▸ WHAT IS EXPECTED
From the data below, extract every line that contains the word "snow". Matching is case-sensitive.

▸ INPUT

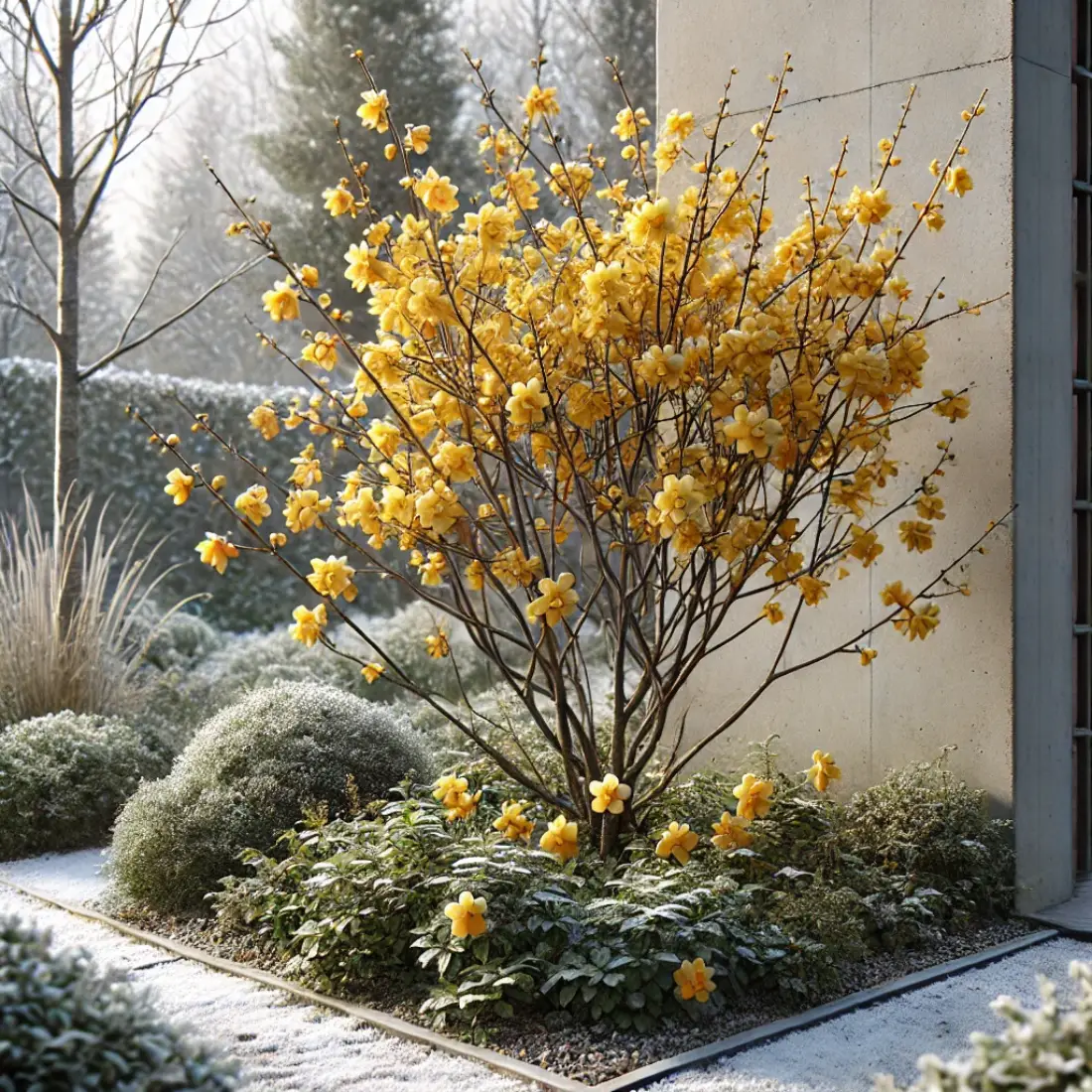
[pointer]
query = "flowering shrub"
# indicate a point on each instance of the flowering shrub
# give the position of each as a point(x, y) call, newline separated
point(248, 774)
point(115, 455)
point(65, 1024)
point(648, 415)
point(1039, 1048)
point(493, 902)
point(64, 778)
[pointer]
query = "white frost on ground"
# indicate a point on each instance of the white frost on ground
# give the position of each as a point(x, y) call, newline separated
point(843, 1055)
point(290, 1047)
point(283, 1046)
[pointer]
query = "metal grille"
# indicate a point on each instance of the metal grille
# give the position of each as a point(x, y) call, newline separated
point(1082, 433)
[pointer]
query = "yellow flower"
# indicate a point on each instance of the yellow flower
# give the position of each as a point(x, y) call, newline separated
point(323, 351)
point(216, 550)
point(556, 601)
point(252, 504)
point(662, 364)
point(339, 201)
point(436, 193)
point(648, 222)
point(512, 822)
point(303, 509)
point(867, 206)
point(282, 302)
point(958, 181)
point(677, 842)
point(309, 623)
point(695, 981)
point(674, 503)
point(628, 122)
point(731, 832)
point(417, 138)
point(822, 771)
point(448, 787)
point(334, 578)
point(463, 806)
point(561, 839)
point(917, 624)
point(265, 421)
point(916, 535)
point(468, 916)
point(541, 102)
point(610, 795)
point(179, 484)
point(753, 432)
point(753, 796)
point(372, 111)
point(527, 402)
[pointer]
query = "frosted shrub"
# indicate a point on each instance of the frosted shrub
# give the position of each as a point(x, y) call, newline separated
point(64, 1024)
point(64, 778)
point(1049, 1047)
point(248, 774)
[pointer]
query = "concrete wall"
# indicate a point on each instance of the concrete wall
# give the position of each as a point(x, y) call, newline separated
point(853, 63)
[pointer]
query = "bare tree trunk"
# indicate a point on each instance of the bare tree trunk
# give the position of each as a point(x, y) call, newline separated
point(67, 416)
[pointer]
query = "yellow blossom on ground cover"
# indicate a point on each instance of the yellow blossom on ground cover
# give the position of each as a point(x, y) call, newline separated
point(468, 916)
point(753, 796)
point(823, 770)
point(513, 823)
point(695, 981)
point(179, 484)
point(667, 402)
point(610, 795)
point(561, 839)
point(677, 842)
point(216, 550)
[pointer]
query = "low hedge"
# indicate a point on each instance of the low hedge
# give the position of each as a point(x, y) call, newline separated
point(248, 774)
point(115, 451)
point(64, 1024)
point(65, 777)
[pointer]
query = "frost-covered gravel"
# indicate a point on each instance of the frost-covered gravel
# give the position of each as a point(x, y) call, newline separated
point(290, 1046)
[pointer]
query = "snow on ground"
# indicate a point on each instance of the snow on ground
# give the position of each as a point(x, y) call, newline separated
point(843, 1055)
point(291, 1047)
point(283, 1046)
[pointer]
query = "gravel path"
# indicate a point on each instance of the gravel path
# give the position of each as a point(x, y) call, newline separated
point(284, 1046)
point(290, 1046)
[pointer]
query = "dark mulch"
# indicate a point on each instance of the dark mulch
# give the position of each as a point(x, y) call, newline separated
point(594, 1052)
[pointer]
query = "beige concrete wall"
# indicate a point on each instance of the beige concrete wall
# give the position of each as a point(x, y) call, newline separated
point(853, 63)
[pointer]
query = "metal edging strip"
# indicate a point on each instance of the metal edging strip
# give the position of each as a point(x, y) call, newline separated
point(535, 1074)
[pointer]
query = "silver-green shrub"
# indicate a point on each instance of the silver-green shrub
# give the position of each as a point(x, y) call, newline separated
point(64, 1024)
point(249, 774)
point(64, 778)
point(1038, 1050)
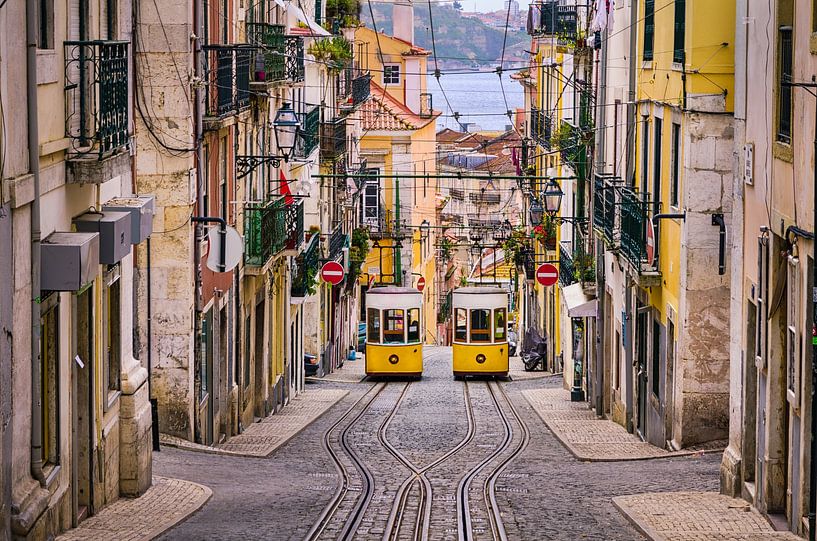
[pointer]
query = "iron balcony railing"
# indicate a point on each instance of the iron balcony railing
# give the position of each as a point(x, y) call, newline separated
point(634, 213)
point(270, 228)
point(227, 75)
point(305, 267)
point(96, 95)
point(270, 51)
point(605, 208)
point(567, 269)
point(308, 135)
point(333, 138)
point(294, 59)
point(551, 18)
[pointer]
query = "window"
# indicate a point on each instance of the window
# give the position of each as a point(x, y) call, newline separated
point(414, 325)
point(649, 28)
point(656, 163)
point(111, 336)
point(45, 27)
point(373, 326)
point(500, 325)
point(480, 325)
point(675, 173)
point(680, 31)
point(784, 103)
point(461, 328)
point(391, 74)
point(394, 328)
point(50, 377)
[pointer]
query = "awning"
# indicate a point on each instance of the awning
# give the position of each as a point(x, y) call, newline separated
point(316, 29)
point(578, 304)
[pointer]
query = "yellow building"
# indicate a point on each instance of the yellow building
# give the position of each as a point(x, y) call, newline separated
point(398, 143)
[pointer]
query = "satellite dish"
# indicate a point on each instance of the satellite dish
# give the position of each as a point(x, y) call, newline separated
point(234, 248)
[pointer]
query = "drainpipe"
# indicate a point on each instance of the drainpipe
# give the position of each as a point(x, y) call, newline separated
point(34, 168)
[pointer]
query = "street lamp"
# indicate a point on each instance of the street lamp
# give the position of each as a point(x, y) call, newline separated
point(286, 126)
point(552, 197)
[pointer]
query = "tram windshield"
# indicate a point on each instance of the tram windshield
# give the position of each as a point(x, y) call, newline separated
point(480, 325)
point(373, 327)
point(414, 325)
point(394, 328)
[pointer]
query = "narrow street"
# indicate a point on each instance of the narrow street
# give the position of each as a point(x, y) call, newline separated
point(393, 459)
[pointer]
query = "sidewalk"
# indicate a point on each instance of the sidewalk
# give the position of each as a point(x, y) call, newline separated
point(696, 516)
point(165, 504)
point(592, 439)
point(262, 438)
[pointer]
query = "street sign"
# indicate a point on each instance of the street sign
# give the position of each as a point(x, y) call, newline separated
point(332, 272)
point(234, 248)
point(547, 274)
point(650, 244)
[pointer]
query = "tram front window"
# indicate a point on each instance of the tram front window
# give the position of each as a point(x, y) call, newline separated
point(480, 325)
point(414, 325)
point(394, 327)
point(373, 328)
point(461, 331)
point(499, 325)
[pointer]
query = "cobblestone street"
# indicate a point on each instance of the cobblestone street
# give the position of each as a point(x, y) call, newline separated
point(542, 493)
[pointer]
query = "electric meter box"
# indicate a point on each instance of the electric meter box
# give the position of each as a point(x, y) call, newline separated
point(68, 260)
point(114, 230)
point(141, 208)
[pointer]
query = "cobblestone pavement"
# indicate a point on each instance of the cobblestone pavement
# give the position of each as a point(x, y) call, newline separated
point(592, 439)
point(262, 438)
point(164, 504)
point(543, 494)
point(697, 516)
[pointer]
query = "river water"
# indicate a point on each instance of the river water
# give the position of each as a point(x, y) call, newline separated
point(477, 97)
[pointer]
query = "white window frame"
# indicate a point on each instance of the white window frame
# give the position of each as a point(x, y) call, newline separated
point(389, 77)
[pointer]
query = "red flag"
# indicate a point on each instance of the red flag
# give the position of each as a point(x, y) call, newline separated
point(288, 199)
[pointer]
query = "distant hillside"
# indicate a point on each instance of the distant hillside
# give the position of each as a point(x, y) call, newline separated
point(460, 40)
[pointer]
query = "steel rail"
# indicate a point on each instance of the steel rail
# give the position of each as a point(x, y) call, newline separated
point(343, 488)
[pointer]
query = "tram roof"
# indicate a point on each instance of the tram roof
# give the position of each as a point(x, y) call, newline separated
point(393, 290)
point(481, 290)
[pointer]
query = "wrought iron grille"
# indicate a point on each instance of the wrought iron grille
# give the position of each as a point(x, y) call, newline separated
point(96, 93)
point(295, 58)
point(270, 51)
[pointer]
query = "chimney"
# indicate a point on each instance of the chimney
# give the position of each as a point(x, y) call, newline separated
point(403, 17)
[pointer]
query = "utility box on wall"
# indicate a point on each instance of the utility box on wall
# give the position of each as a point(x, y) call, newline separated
point(141, 208)
point(114, 230)
point(68, 260)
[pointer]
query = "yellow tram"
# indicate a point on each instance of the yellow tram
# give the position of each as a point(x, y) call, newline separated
point(394, 332)
point(480, 344)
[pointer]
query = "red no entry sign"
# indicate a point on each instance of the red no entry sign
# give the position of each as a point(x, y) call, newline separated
point(547, 274)
point(332, 272)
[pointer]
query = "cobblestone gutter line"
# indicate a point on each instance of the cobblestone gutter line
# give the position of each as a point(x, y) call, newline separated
point(696, 516)
point(165, 504)
point(262, 438)
point(592, 439)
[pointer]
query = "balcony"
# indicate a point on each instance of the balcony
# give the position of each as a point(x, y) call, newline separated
point(305, 268)
point(270, 53)
point(550, 18)
point(96, 108)
point(270, 229)
point(308, 135)
point(294, 59)
point(605, 216)
point(333, 138)
point(227, 76)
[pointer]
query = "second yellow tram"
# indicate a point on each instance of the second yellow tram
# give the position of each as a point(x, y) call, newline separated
point(480, 341)
point(394, 332)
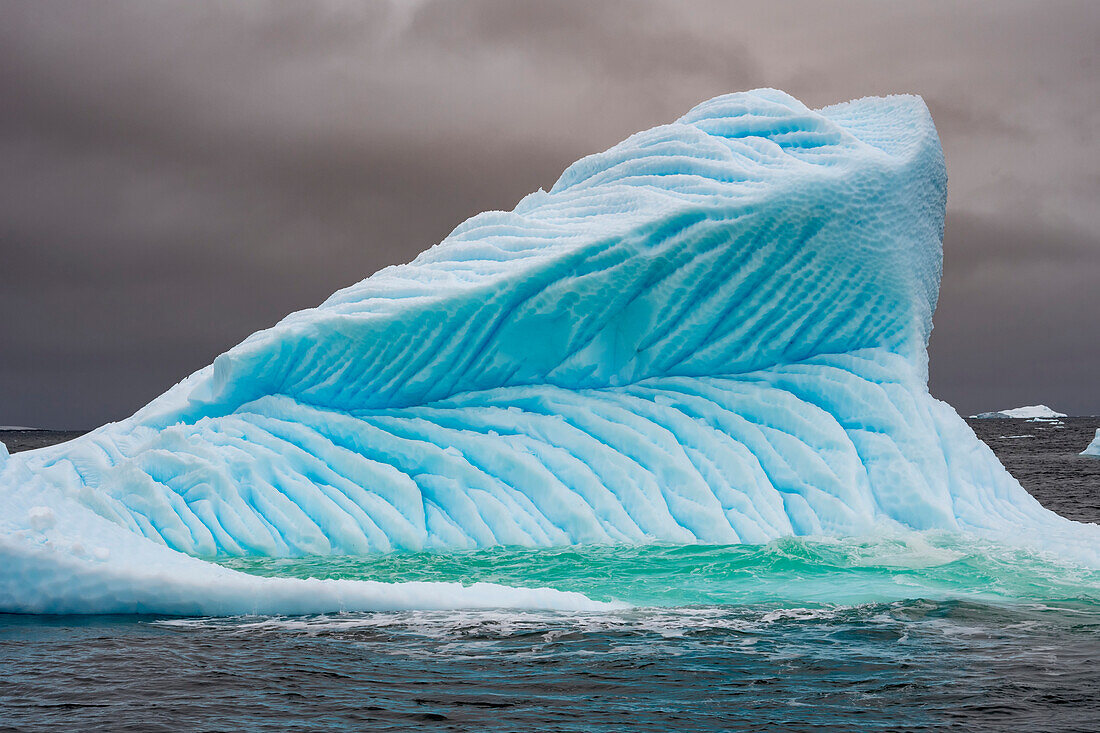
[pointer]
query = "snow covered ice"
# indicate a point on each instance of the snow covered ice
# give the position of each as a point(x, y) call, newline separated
point(714, 331)
point(1031, 412)
point(1093, 448)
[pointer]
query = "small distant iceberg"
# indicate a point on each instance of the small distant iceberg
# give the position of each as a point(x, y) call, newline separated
point(1093, 448)
point(1029, 412)
point(712, 332)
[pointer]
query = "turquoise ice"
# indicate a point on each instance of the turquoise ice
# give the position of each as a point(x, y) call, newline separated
point(714, 331)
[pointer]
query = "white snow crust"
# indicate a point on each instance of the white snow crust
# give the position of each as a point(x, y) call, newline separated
point(714, 331)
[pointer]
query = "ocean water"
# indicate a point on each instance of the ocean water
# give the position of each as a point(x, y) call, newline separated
point(897, 632)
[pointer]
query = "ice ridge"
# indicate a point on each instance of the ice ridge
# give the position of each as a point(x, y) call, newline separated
point(713, 331)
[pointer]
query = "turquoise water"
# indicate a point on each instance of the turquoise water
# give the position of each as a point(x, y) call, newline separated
point(903, 632)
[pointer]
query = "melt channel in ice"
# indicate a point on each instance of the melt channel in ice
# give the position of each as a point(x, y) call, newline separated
point(714, 331)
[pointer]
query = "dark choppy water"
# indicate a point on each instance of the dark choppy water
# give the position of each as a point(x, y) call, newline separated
point(894, 633)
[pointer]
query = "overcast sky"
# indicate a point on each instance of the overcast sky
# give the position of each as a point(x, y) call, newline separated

▸ ANSWER TO THE EXERCISE
query = "snow on ground"
# indicate a point on each instance of the snow on ground
query = "snow covered ice"
# indicate a point on each instance of the snow covered ice
query = "white snow crust"
# indicate a point on each instance of the white snow crust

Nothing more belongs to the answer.